Data extract ::
=== Section Start ===

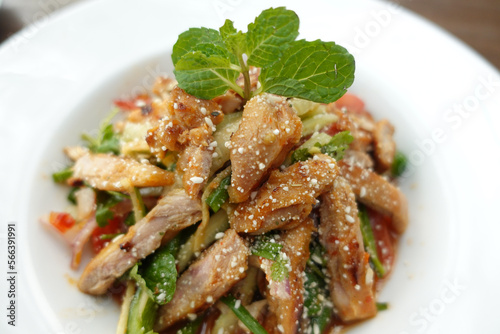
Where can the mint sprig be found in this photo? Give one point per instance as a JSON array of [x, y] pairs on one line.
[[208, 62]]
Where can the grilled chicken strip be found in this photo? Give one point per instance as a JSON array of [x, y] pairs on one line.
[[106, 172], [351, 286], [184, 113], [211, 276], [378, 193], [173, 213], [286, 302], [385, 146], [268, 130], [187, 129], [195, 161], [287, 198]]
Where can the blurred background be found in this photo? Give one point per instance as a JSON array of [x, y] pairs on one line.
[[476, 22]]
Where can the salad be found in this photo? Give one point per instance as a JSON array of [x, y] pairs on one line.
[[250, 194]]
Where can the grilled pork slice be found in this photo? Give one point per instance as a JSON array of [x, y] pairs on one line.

=== Section End ===
=== Section Start ===

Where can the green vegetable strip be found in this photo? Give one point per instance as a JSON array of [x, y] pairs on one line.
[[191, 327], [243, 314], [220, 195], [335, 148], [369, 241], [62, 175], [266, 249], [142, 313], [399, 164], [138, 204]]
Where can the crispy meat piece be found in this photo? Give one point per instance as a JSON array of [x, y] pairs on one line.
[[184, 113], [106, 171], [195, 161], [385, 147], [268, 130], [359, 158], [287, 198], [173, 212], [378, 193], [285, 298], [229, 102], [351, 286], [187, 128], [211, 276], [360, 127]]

=== Section End ===

Exercise goal :: Set down, from the entries above, exactly the lines from the one with "Where can the blurred" up to and including the one with "Where can the grilled pork", and no other lines.

Reply to the exercise ::
Where can the blurred background be found in this photo? Give one point per instance as a JSON array of [x, y] pairs on one line.
[[476, 22]]
Where can the salad be found in this photo? Give one point per instance as a JSON array of [x, y] pairs on one line.
[[250, 194]]
Where can the grilled pork slice be found in this photo? Give one point per instance as a JSON array of [x, y] pairs on one line.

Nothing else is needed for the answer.